_Instructions to follow:_ In the items below, begin at the line containing "roi: driver side window" and stop after the line containing "[516,218,547,270]". Lay out only those lines as a Markdown table with columns headed No. and Text, numbering each row, skipping blank lines, and leaving out the pictures.

::: Data to use

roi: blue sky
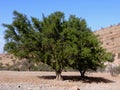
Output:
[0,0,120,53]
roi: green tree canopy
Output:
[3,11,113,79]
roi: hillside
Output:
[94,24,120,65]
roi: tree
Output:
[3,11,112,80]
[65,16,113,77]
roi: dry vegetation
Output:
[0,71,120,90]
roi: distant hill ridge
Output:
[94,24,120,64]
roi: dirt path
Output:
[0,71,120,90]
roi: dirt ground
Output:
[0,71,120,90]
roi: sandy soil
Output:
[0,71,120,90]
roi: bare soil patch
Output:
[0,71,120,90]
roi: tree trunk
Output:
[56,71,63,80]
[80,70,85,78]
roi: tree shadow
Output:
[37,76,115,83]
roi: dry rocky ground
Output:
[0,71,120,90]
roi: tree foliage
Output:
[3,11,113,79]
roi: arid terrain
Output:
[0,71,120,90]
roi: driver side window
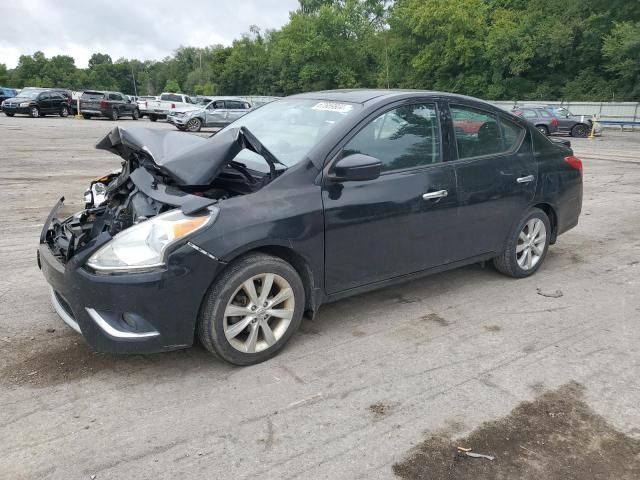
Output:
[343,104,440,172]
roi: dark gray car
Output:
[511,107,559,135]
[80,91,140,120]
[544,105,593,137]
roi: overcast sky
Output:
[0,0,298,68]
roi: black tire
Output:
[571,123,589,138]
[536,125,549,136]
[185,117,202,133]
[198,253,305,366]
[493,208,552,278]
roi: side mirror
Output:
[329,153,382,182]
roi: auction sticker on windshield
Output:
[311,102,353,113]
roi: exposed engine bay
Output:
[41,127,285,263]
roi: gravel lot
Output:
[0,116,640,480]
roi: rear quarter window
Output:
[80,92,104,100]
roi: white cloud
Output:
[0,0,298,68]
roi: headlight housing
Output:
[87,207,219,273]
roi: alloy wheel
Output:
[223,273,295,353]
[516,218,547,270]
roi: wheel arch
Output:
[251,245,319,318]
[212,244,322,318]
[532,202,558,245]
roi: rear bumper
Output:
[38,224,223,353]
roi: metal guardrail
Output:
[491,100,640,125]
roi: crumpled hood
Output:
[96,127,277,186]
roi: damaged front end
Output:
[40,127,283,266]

::::::
::: Data to use

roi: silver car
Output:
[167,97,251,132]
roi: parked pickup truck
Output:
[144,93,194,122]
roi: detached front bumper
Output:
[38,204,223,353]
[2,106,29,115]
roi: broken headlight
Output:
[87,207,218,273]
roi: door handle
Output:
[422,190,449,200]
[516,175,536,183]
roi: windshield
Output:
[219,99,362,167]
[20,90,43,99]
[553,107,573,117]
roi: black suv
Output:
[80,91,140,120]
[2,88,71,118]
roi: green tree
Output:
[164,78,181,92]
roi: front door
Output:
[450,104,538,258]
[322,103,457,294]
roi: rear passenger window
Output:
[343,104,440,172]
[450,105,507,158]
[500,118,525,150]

::::::
::: Data to use

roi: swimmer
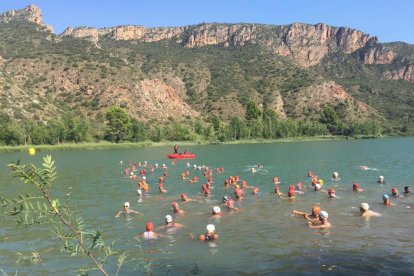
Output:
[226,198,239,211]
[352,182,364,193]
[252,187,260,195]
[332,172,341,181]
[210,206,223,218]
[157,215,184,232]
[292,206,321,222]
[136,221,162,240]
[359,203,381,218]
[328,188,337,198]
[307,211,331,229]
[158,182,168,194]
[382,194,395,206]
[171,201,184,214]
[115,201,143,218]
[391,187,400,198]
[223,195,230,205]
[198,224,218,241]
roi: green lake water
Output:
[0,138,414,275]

::::::

_Solved problem:_
| No. | Text |
|---|---|
| 1 | roi: driver side window |
| 2 | Output: |
| 3 | [343,104,440,172] |
| 4 | roi: dark gray car |
| 5 | Output: |
| 6 | [511,107,559,135] |
| 7 | [80,91,140,120] |
| 8 | [544,105,593,137] |
| 9 | roi: overcast sky |
| 10 | Output: |
| 11 | [0,0,298,68] |
| 12 | roi: black tire |
| 13 | Output: |
| 14 | [571,123,589,138] |
| 15 | [536,125,549,136] |
| 16 | [185,117,202,133] |
| 17 | [198,253,305,366] |
| 18 | [493,208,552,278] |
| 19 | roi: side mirror |
| 20 | Output: |
| 21 | [329,153,382,182] |
| 22 | roi: auction sticker on windshield |
| 23 | Output: |
| 24 | [311,102,353,113] |
| 25 | roi: exposed engine bay |
| 26 | Output: |
| 27 | [41,127,285,263] |
| 28 | roi: gravel lot |
| 29 | Output: |
| 30 | [0,116,640,480] |
| 31 | roi: rear quarter window |
| 32 | Output: |
| 33 | [80,92,104,100] |
| 34 | roi: white cloud |
| 35 | Output: |
| 36 | [0,0,298,68] |
| 37 | roi: headlight housing |
| 38 | Output: |
| 39 | [87,207,219,273] |
| 40 | roi: alloy wheel |
| 41 | Output: |
| 42 | [223,273,295,353] |
| 43 | [516,218,547,270] |